▶ What you have to do
Starting with the line containing "object in this photo." and going on through the end of the records, can you write out every line again, with each x and y coordinate multiplied by 1.1 and rounded to a whole number (halves rounded up), and all other text kept the same? Leave the pictures out of your answer.

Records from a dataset

Start

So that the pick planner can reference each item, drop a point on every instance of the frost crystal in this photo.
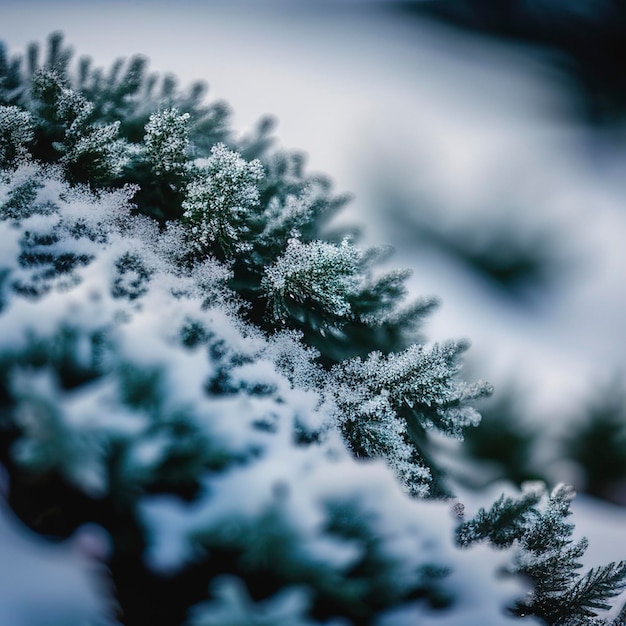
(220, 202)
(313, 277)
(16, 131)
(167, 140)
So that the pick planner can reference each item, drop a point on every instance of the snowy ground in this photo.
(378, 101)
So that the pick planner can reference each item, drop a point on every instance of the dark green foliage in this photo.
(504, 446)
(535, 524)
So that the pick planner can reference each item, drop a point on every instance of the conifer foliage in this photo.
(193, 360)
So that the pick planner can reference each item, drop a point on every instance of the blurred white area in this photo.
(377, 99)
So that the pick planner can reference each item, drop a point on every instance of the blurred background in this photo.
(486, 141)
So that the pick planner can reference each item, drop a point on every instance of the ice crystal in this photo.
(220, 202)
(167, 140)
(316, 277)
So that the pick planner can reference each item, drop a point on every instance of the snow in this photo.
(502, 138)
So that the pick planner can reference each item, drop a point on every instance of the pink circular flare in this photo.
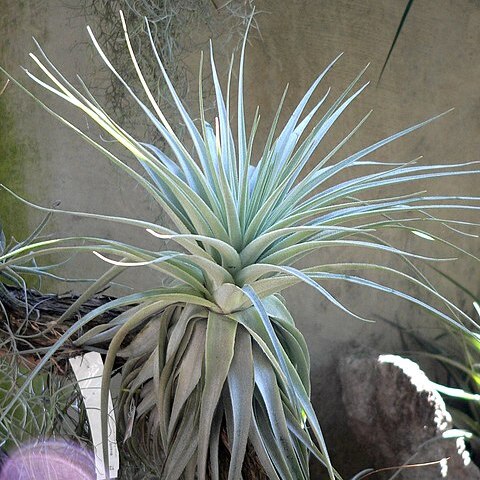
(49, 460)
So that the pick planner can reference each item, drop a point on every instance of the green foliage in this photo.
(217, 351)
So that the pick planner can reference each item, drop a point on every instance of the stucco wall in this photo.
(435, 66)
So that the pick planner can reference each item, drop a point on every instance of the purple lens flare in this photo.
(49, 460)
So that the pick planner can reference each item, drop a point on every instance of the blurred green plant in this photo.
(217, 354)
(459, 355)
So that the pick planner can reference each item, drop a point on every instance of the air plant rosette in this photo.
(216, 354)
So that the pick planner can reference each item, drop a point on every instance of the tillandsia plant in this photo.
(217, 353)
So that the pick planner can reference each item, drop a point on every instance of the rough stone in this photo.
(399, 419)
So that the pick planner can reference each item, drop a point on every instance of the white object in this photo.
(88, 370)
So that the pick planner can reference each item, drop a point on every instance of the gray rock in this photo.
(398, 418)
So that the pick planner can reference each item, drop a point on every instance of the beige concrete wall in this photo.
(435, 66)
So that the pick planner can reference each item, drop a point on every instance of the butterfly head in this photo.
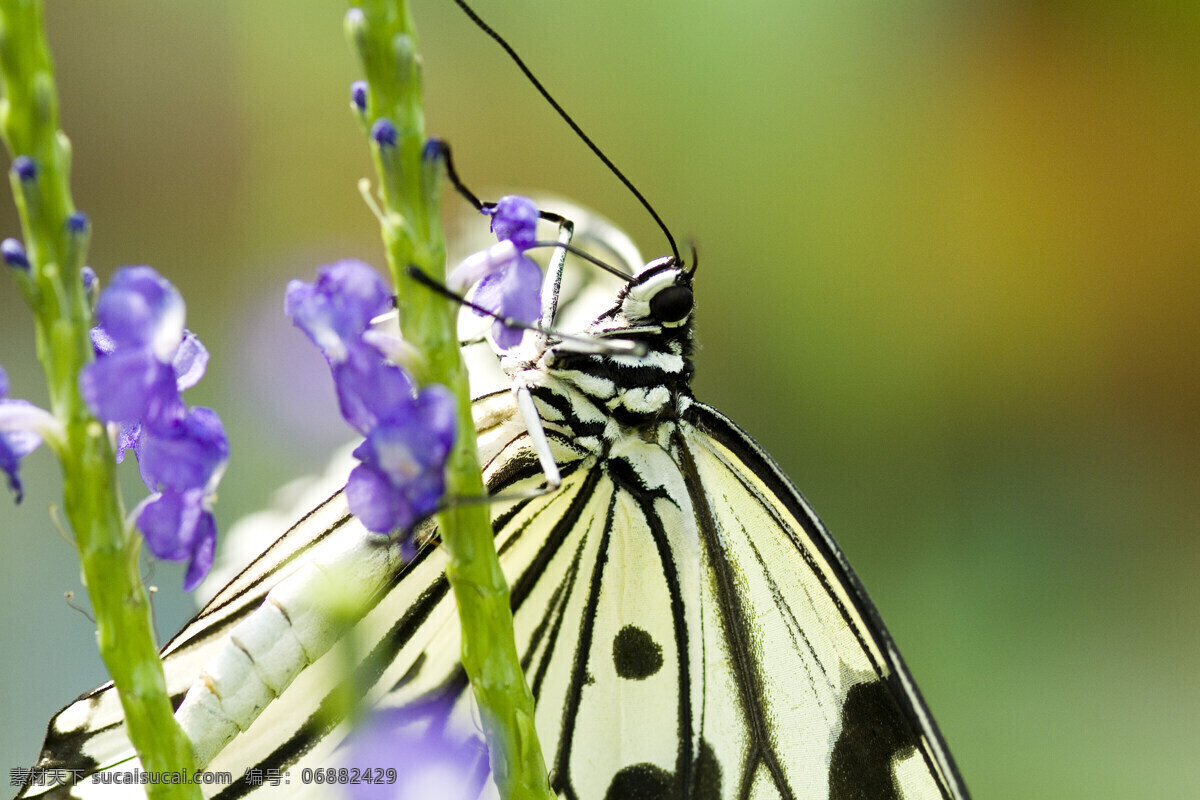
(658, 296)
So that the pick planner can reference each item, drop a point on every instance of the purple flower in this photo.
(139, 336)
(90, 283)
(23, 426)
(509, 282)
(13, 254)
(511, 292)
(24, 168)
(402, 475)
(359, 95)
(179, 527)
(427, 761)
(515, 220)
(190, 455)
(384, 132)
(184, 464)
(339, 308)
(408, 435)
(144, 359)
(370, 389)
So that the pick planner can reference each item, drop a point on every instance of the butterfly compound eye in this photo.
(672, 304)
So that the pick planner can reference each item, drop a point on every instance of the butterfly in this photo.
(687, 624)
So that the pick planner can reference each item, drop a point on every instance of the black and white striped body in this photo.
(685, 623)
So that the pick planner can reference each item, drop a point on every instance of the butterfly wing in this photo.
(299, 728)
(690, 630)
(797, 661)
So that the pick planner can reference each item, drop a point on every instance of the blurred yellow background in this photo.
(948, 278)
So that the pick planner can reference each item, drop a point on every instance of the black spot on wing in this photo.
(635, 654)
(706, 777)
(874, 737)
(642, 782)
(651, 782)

End

▶ Full answer
So that the pick planner can reference each item, drop a point on every instance of the white object in this photo.
(97, 407)
So that the pick planner can reference each item, drop a point on every instance of the gray rock in this photo.
(438, 460)
So that the pick planner can reference each item, drop a point on every instance of the beige concrete wall in this photo.
(479, 73)
So that the pick planner can reference each item, drop a point on every instance of the butterfly head in this photo.
(724, 326)
So that the pick planner can reference each item, drop a point on every instance of the purple flower in this photo.
(153, 370)
(99, 311)
(25, 469)
(560, 310)
(14, 279)
(562, 321)
(26, 185)
(442, 523)
(395, 105)
(197, 580)
(470, 837)
(567, 242)
(209, 501)
(422, 145)
(202, 510)
(373, 339)
(449, 479)
(158, 395)
(407, 428)
So that the pick planner can reference each item, drop a point on every instance of the butterfly compound eye in this photo.
(739, 334)
So that the pick planner can reference each item, drop a point on every instance of the butterfly in this photo.
(756, 686)
So that the pick planner can reference each item, drop a point on every instance of the black and white striped body in this photo.
(754, 685)
So that the pick planner can reference each item, drop a point on every instance of the butterfly wing in this photo.
(329, 801)
(759, 693)
(877, 727)
So that the pick planner can reference each item, drop a point on every instance of the blurred yellow background in this photo.
(1043, 306)
So that the pick planner can reference each item, drop a point on every instance of the black spot on wing in this photo.
(699, 719)
(777, 855)
(961, 811)
(706, 860)
(716, 860)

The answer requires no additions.